*WHAT NEEDS TO BE DONE*
Set down the entries again word for word, without any of the images.

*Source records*
============

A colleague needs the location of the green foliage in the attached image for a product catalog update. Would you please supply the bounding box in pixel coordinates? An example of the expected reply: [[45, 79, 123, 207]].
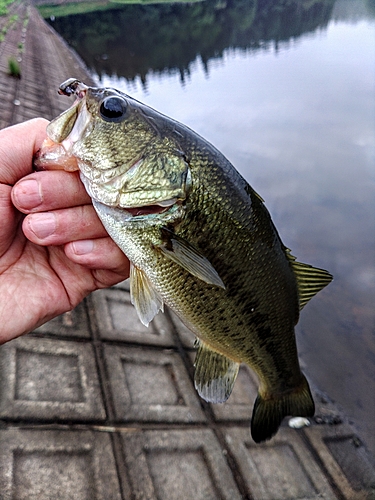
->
[[38, 0, 197, 19], [0, 0, 15, 17], [8, 56, 21, 78], [0, 9, 18, 39], [38, 2, 126, 18]]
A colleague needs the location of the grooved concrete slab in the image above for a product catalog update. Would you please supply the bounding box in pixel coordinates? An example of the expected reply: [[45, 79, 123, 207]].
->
[[90, 289, 175, 346], [113, 279, 130, 291], [0, 428, 122, 500], [103, 345, 205, 423], [224, 427, 336, 499], [33, 303, 90, 338], [304, 424, 375, 499], [0, 337, 105, 421], [120, 428, 242, 500]]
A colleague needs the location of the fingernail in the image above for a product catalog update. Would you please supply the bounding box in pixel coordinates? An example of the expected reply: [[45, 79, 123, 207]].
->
[[72, 240, 94, 255], [13, 179, 42, 209], [28, 213, 56, 239]]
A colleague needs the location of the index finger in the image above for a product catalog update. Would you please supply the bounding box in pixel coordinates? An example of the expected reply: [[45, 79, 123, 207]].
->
[[0, 118, 49, 186]]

============

*EXPECTED ANSWER*
A colleague needs the location of the green foliage in the attached image for a product catalog update. Would you please supply the bounding box in pixel coordinates? An example of the expected reply: [[45, 79, 123, 207]].
->
[[38, 0, 197, 19], [0, 0, 15, 17], [8, 56, 21, 78], [0, 9, 18, 39], [38, 2, 126, 18]]
A colleague needs the location of the grooved concrete slab in the image above for a product catalog update. Would you please supply the bounding box in pixel coordinates? An example of the expected reply: [[45, 79, 123, 207]].
->
[[90, 289, 175, 346], [113, 279, 130, 291], [0, 428, 122, 500], [103, 345, 205, 423], [224, 427, 336, 499], [33, 303, 90, 338], [304, 424, 375, 499], [0, 337, 105, 421], [120, 428, 242, 500]]
A colleague needs the location of the fingernail in the image above for a product catalog update. Would you please supply the bounding box in pixel coordinates? An example of the expected reply: [[45, 79, 123, 207]].
->
[[72, 240, 94, 255], [13, 179, 42, 209], [28, 213, 56, 239]]
A colleague needs the location of the index finger in the image above for a product catalog update. Would you please supply the bounding box in pixel coordinates? An example of the expected reply: [[45, 79, 123, 207]].
->
[[0, 118, 49, 186]]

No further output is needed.